> _Task goal_
Extend the article on the history of the PECOTA projection system, picking up right after its last sentence.

> _Article_
┌──

Welcome to PECOTA week here at Baseball Prospectus. All week, we'll be running content on the state of our projection system, covering where we're at and where we're going. To kick things off, let's pull back the curtain and have a look at the history of PECOTA production, which should answer a lot of questions readers have asked.
The original PECOTA process, as long-time readers know, was designed by Nate Silver and first offered at Baseball Prospectus when we went to a subscription model in 2003. The basis of the system was groundbreaking for the time: similarity modeling of all possible comparables in baseball history to determine likely future performance, separated into percentile bands. We heard from people who just loved that they could take guys who "they had a feeling about" and kick them up or down the percentile ranges a little, while taking the weighted mean for players they didn't have a feel for. We had some neat graphs on the PECOTA cards which helped break out of the sea-of-tables presentation that was common for player cards of the day. BP staffers and subscribers alike had fun using PECOTA projections to do mean things to their fantasy leagues and predicting, quite seriously, that Nate had a future in PR or politics.

└──

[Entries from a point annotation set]
┌──

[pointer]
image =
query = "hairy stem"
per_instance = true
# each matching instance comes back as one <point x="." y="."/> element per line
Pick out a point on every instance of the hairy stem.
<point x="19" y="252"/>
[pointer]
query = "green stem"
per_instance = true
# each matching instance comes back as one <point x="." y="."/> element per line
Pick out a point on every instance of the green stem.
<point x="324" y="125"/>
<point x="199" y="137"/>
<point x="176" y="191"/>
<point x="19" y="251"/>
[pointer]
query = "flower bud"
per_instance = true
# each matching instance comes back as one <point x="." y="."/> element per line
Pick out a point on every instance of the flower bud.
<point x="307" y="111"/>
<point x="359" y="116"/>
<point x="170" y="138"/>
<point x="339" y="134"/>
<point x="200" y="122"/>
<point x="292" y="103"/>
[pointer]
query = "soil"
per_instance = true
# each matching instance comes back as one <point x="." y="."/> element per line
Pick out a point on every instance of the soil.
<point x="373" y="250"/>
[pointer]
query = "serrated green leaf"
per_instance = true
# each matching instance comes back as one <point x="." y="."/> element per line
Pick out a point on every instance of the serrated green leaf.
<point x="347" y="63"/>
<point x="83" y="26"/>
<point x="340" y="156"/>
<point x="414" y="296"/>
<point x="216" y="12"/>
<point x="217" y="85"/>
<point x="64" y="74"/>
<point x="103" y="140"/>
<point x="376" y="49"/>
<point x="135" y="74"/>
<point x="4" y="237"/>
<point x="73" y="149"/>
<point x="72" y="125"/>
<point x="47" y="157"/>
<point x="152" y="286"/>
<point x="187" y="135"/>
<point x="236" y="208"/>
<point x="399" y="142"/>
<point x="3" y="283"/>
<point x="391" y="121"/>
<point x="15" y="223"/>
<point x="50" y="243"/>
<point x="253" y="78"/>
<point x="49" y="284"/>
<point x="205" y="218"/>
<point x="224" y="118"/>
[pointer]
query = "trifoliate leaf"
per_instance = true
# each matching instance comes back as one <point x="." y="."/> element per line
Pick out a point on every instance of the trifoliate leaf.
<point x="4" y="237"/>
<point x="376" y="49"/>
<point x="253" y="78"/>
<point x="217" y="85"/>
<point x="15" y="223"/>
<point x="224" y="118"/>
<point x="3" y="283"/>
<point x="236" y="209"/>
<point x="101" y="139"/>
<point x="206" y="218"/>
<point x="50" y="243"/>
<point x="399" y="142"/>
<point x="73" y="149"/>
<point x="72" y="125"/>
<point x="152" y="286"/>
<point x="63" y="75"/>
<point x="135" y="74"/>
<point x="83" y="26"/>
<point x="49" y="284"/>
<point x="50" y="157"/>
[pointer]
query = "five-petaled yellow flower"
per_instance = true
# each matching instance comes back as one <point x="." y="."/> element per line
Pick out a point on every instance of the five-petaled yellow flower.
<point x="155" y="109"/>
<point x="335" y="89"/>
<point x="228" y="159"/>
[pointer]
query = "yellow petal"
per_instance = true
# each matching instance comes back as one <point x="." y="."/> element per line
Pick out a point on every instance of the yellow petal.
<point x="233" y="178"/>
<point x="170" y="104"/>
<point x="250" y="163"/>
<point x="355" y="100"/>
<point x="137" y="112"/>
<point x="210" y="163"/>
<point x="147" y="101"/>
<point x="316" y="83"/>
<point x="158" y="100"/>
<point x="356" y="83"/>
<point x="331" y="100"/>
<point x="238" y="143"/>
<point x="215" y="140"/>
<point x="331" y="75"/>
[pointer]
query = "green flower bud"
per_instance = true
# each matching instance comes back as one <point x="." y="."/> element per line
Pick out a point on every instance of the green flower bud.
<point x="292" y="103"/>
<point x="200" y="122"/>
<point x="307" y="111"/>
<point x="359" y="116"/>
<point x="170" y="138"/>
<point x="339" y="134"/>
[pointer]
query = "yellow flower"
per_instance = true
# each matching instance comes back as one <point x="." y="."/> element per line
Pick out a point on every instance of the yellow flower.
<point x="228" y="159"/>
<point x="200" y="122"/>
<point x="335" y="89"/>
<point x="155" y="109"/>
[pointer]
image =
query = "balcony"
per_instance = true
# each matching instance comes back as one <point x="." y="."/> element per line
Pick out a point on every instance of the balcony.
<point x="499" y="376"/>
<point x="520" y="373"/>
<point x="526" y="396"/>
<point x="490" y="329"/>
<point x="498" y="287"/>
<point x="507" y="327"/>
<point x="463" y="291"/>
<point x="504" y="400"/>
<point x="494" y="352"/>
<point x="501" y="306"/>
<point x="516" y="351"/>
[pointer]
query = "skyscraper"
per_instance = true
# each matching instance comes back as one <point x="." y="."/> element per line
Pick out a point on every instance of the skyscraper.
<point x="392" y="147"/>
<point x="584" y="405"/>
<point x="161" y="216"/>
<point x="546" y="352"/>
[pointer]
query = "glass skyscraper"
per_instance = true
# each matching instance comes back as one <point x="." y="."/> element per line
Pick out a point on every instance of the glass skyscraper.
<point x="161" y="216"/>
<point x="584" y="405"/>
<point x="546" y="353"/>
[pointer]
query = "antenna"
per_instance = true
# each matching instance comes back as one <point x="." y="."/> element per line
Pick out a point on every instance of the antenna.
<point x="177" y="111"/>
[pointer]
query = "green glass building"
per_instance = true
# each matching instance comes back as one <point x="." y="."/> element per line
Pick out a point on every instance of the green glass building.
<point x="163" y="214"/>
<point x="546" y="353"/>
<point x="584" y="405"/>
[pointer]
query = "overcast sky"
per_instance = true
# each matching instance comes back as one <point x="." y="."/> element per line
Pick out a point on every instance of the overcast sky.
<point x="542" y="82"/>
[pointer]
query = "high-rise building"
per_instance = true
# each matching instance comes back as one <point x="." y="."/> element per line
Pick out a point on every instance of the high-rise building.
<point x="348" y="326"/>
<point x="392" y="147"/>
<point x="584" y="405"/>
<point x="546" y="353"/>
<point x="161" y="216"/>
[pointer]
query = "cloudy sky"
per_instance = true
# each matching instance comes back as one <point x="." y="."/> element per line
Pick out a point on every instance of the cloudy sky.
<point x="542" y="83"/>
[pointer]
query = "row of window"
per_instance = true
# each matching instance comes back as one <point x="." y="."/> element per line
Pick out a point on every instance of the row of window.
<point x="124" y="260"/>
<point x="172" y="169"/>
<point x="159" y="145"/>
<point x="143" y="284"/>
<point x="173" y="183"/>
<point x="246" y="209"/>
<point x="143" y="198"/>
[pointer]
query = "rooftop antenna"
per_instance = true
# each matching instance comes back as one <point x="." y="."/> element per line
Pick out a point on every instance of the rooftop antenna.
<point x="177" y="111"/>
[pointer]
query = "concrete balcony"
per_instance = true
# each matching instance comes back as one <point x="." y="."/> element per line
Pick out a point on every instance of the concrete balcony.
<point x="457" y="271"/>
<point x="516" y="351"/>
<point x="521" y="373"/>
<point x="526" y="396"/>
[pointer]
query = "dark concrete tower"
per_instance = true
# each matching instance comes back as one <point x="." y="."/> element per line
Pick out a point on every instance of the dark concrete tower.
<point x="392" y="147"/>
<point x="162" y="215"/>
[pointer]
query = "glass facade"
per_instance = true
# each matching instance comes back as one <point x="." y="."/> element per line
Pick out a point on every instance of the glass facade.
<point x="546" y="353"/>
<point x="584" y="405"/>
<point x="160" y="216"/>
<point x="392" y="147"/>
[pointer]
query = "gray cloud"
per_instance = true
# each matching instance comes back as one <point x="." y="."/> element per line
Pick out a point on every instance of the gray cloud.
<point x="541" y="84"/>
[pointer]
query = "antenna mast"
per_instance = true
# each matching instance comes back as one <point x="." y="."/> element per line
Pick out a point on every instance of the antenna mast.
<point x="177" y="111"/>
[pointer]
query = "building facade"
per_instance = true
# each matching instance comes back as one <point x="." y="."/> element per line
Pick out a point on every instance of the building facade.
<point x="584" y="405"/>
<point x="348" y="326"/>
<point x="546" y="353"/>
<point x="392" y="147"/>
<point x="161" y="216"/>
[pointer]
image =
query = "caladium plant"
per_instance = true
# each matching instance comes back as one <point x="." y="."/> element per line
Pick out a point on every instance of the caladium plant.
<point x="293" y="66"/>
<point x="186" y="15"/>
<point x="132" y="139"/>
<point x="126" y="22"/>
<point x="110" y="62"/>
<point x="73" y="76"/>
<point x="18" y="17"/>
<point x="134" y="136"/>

└──

> _Exercise response_
Behind the scenes, the PECOTA process has always been like Von Hayes: large, complex, and full of creaky interactions and pinch points. It started with Clay Davenport and Keith Woolner delivering Nate the data he needed, which took some time to compile after every season. Once Nate got the data, he picked up a case of Red Bull. Then he took that data and built constants and preprocessed the dataset with STATA, which took days for each iteration. He took that output and loaded the results into the heart of PECOTA—a Rube Goldberg contraption of an Excel spreadsheet. He'd finish making his changes to the PECOTA methodology for the year to the spreadsheet, kick off the macros, and generate the output on a player-by-player basis on his laptop. Just the Excel portion of the processing took days, barring a memory leak or computer crash that might necessitate starting the entire Excel process over. The output would be a monster CSV and a bunch of image files that I'd run a Perl script on to build the PECOTA cards. The output seemed to change in small ways every year, so the script had to change to accommodate those. For my part, I wrote the card-building script in late 2002, and just thinking of looking at the code today makes me cringe.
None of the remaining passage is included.